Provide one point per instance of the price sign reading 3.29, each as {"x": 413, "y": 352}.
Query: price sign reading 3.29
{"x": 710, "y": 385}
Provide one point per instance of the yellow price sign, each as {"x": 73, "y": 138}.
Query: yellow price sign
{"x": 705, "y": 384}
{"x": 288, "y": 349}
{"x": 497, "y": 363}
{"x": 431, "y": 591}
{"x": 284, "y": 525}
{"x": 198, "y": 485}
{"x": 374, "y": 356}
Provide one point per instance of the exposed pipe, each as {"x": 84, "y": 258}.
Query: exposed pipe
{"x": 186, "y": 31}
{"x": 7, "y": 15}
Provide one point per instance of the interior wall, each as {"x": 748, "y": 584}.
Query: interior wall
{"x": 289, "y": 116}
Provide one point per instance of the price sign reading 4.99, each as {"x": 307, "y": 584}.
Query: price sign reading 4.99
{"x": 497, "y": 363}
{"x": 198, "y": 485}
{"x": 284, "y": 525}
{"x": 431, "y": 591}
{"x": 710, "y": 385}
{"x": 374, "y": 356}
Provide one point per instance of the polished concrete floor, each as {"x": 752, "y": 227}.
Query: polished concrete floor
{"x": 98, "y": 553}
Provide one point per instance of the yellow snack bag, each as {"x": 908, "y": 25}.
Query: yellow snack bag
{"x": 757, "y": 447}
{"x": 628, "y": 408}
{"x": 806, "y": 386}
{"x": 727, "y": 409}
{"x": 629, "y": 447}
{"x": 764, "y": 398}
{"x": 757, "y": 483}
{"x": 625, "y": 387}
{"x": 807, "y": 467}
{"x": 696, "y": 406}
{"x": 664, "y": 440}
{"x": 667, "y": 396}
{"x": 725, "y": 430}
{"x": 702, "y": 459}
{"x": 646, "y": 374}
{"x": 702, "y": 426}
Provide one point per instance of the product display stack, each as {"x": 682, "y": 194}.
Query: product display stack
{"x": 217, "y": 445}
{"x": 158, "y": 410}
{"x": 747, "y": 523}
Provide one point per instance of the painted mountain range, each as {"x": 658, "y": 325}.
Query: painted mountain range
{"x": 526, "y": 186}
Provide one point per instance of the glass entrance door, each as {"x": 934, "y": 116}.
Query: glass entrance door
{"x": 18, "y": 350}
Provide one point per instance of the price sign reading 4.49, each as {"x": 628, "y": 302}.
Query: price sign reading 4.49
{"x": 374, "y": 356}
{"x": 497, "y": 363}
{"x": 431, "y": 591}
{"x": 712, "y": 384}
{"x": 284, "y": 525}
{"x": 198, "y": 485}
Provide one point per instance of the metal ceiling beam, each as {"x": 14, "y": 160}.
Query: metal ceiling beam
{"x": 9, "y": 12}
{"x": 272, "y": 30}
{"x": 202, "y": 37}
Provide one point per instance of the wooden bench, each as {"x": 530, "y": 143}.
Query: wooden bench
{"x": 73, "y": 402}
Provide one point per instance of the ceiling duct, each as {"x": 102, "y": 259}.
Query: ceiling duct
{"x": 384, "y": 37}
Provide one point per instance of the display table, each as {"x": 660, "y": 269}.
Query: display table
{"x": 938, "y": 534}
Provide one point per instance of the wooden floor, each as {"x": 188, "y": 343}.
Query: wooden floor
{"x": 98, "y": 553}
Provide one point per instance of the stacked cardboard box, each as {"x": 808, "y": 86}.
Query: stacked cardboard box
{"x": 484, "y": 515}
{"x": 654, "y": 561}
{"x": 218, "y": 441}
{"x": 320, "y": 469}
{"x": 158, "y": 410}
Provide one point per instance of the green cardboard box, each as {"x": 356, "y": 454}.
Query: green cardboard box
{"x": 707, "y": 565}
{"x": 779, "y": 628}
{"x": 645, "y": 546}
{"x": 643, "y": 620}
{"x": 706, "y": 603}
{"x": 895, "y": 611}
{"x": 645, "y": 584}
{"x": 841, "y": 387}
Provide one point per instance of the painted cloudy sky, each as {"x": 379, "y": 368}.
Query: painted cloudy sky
──────────────────────────────
Task directions. Every entry shown above is to be written out exactly.

Result of the exercise.
Provide one point per instance of the price sign reading 3.29, each as {"x": 413, "y": 352}.
Query: price sign reading 3.29
{"x": 710, "y": 385}
Provide one point per instance of the yellow price sign, each as {"x": 73, "y": 138}.
Query: yellow price sign
{"x": 705, "y": 384}
{"x": 288, "y": 349}
{"x": 497, "y": 363}
{"x": 431, "y": 591}
{"x": 284, "y": 525}
{"x": 198, "y": 485}
{"x": 374, "y": 356}
Provide one point per instance of the exposed pipe, each as {"x": 84, "y": 258}.
Query: exposed pipe
{"x": 186, "y": 31}
{"x": 7, "y": 15}
Provide one point per instance of the interior wall, each as {"x": 748, "y": 584}.
Query: interior wall
{"x": 289, "y": 116}
Provide one point per instance of the price sign reading 4.99, each as {"x": 307, "y": 584}.
Query: price sign reading 4.99
{"x": 497, "y": 363}
{"x": 198, "y": 485}
{"x": 284, "y": 525}
{"x": 431, "y": 591}
{"x": 710, "y": 385}
{"x": 374, "y": 356}
Provide one point per instance of the polished concrete floor, each as {"x": 752, "y": 227}.
Query: polished concrete floor
{"x": 98, "y": 553}
Provide one point per instance of the yellow snack bag, each as {"x": 908, "y": 25}.
Query: yellow snack bag
{"x": 757, "y": 447}
{"x": 628, "y": 408}
{"x": 806, "y": 386}
{"x": 727, "y": 409}
{"x": 629, "y": 447}
{"x": 764, "y": 398}
{"x": 757, "y": 483}
{"x": 625, "y": 387}
{"x": 807, "y": 467}
{"x": 696, "y": 406}
{"x": 664, "y": 440}
{"x": 667, "y": 396}
{"x": 725, "y": 430}
{"x": 702, "y": 459}
{"x": 646, "y": 374}
{"x": 702, "y": 426}
Provide one point per instance of the product display stack, each as {"x": 682, "y": 194}.
Query: product display stack
{"x": 217, "y": 445}
{"x": 158, "y": 410}
{"x": 747, "y": 523}
Provide one point per instance of the painted mountain range, each as {"x": 658, "y": 325}.
Query: painted mountain range
{"x": 526, "y": 186}
Provide one point per instance of the glass entrance door, each as {"x": 934, "y": 116}.
Query: glass entrance door
{"x": 18, "y": 350}
Provide one point per instance of the price sign reading 4.49, each as {"x": 628, "y": 302}.
Query: price sign reading 4.49
{"x": 374, "y": 356}
{"x": 497, "y": 363}
{"x": 431, "y": 591}
{"x": 712, "y": 384}
{"x": 284, "y": 525}
{"x": 198, "y": 485}
Provide one point per instance of the metal ceiling beam, each as {"x": 14, "y": 160}.
Query: metal ceiling beam
{"x": 9, "y": 12}
{"x": 272, "y": 30}
{"x": 202, "y": 37}
Provide one point per instance of the wooden bench, each as {"x": 530, "y": 143}.
Query: wooden bench
{"x": 73, "y": 402}
Provide one point per instance of the ceiling duct, each as {"x": 102, "y": 259}.
Query: ceiling duct
{"x": 384, "y": 37}
Provide one point per instance of the display table, each as {"x": 660, "y": 269}.
Query: display table
{"x": 938, "y": 534}
Provide one point per instance of the wooden floor, each as {"x": 188, "y": 343}.
Query: wooden floor
{"x": 98, "y": 553}
Provide one point per instance of the stacked cardboard box, each as {"x": 808, "y": 86}.
Query: stacked cardboard box
{"x": 484, "y": 515}
{"x": 654, "y": 561}
{"x": 218, "y": 441}
{"x": 320, "y": 469}
{"x": 158, "y": 410}
Provide one point per instance of the green cardboard box, each as {"x": 356, "y": 454}.
Query: green cardboard box
{"x": 707, "y": 565}
{"x": 779, "y": 628}
{"x": 645, "y": 546}
{"x": 643, "y": 620}
{"x": 706, "y": 603}
{"x": 895, "y": 611}
{"x": 645, "y": 584}
{"x": 841, "y": 387}
Provide one point per instance of the painted cloudy sky, each as {"x": 379, "y": 368}.
Query: painted cloudy sky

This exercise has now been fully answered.